* [Stored rows]:
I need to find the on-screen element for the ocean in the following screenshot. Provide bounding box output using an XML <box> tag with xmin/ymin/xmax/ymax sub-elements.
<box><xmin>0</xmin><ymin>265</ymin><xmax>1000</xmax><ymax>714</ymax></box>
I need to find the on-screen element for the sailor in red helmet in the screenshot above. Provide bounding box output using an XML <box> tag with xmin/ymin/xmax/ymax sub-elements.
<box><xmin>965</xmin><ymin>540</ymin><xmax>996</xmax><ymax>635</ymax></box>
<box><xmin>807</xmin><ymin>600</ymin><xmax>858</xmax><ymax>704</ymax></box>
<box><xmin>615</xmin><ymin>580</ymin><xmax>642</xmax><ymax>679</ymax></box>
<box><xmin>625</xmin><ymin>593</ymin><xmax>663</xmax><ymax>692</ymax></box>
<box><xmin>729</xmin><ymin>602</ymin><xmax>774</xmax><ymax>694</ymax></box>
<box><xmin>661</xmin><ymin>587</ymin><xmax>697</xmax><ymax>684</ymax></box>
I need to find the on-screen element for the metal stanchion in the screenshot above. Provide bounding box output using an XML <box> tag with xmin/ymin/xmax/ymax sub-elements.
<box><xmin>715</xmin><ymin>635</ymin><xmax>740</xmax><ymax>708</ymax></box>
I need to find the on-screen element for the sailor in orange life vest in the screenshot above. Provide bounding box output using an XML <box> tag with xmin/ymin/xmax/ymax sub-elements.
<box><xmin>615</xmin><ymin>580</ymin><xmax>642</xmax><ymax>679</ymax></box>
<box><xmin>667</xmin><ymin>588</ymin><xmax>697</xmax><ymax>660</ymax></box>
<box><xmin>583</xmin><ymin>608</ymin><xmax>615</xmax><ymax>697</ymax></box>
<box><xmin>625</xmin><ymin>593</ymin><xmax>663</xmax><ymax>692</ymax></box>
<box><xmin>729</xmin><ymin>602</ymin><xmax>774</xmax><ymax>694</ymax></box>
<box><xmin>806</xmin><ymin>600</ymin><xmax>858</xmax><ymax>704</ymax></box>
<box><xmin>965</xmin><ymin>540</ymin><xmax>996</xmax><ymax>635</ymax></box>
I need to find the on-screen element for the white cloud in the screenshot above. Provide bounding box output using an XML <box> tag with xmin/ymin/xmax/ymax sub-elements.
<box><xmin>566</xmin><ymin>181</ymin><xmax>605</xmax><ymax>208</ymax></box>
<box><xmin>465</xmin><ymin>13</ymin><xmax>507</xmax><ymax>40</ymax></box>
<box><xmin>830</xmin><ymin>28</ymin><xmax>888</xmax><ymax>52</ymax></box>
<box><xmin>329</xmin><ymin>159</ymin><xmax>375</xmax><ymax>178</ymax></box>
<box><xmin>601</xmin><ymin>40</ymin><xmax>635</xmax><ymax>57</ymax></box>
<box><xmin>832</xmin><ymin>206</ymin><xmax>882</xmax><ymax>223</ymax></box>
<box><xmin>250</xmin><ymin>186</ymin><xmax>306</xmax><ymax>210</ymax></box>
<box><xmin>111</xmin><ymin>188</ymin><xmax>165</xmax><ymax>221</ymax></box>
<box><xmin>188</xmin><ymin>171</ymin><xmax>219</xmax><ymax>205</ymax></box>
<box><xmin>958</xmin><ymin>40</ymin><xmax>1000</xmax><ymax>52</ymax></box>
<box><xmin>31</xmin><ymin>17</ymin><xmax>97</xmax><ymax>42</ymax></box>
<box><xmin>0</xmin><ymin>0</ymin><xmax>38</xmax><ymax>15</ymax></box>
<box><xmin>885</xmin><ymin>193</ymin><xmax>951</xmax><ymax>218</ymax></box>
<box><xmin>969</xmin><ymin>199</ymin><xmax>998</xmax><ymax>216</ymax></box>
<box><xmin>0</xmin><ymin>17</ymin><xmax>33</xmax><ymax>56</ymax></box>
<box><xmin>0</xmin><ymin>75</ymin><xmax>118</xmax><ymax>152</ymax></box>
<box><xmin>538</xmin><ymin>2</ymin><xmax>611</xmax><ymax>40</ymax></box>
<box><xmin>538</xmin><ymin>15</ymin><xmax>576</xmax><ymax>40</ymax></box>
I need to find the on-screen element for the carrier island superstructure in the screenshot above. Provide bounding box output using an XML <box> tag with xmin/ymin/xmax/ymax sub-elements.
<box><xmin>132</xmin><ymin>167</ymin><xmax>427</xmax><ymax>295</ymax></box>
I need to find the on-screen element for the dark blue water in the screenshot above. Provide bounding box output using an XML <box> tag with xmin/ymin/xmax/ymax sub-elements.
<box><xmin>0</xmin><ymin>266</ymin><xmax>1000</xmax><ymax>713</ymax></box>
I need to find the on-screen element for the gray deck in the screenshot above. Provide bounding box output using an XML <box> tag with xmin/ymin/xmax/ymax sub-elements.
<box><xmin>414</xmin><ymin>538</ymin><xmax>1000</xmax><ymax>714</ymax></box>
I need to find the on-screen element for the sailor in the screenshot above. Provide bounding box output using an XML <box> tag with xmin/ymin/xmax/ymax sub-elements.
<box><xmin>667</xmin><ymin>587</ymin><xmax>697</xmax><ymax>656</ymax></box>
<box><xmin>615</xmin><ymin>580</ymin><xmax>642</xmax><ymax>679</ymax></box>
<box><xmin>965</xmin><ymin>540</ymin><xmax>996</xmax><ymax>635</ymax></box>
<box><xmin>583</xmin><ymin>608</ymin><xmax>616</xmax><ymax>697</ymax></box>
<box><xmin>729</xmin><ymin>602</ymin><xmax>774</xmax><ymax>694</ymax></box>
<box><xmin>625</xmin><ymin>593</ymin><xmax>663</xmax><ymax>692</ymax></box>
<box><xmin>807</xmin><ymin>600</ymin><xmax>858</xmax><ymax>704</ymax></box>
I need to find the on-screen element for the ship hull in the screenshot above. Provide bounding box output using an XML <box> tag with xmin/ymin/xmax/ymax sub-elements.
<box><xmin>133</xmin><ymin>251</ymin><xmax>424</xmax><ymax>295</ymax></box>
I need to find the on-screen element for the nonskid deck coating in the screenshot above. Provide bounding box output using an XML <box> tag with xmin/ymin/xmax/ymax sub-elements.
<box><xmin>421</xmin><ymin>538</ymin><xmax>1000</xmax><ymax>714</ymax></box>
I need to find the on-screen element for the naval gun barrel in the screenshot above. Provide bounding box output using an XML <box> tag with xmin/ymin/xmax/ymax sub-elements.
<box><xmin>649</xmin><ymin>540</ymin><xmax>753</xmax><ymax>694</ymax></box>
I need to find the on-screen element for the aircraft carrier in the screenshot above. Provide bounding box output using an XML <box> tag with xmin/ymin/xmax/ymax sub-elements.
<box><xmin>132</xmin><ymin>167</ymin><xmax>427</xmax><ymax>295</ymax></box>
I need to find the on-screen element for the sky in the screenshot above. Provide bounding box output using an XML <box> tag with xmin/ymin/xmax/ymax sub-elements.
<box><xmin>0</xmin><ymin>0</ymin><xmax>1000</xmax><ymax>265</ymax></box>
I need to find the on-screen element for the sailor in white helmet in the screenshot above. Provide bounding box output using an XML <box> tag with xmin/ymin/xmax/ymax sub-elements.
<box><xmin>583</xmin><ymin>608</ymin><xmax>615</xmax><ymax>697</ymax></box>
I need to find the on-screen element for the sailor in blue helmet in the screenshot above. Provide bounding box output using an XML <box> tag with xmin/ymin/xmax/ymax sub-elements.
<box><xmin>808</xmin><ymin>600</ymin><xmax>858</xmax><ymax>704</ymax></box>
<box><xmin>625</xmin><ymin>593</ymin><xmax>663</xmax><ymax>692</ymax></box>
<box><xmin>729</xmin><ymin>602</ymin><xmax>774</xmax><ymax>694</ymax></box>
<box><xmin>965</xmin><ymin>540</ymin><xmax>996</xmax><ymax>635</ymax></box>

* [The request]: Please copy the lines above, from the one containing "I need to find the on-screen element for the sky" through the last line, keeping the requests unchanged and raising every bounding-box coordinate in the answers by 110.

* [The reply]:
I need to find the on-screen element for the sky in the screenshot above. Provide bounding box output using an XML <box> tag with xmin/ymin/xmax/ymax sub-elements.
<box><xmin>110</xmin><ymin>110</ymin><xmax>1110</xmax><ymax>375</ymax></box>
I need to find the on-screen element for the sailor in white helmet in the screenshot above. Provide bounding box output using an XML <box> tag with xmin/ymin/xmax/ymax sub-elements.
<box><xmin>693</xmin><ymin>718</ymin><xmax>725</xmax><ymax>807</ymax></box>
I need to find the on-screen element for the sailor in blue helmet in the screenshot above. Provide bounding box output using an XML <box> tag with xmin/ymin/xmax/ymax sub-elements.
<box><xmin>918</xmin><ymin>710</ymin><xmax>968</xmax><ymax>814</ymax></box>
<box><xmin>735</xmin><ymin>703</ymin><xmax>773</xmax><ymax>802</ymax></box>
<box><xmin>839</xmin><ymin>712</ymin><xmax>884</xmax><ymax>804</ymax></box>
<box><xmin>1075</xmin><ymin>650</ymin><xmax>1106</xmax><ymax>745</ymax></box>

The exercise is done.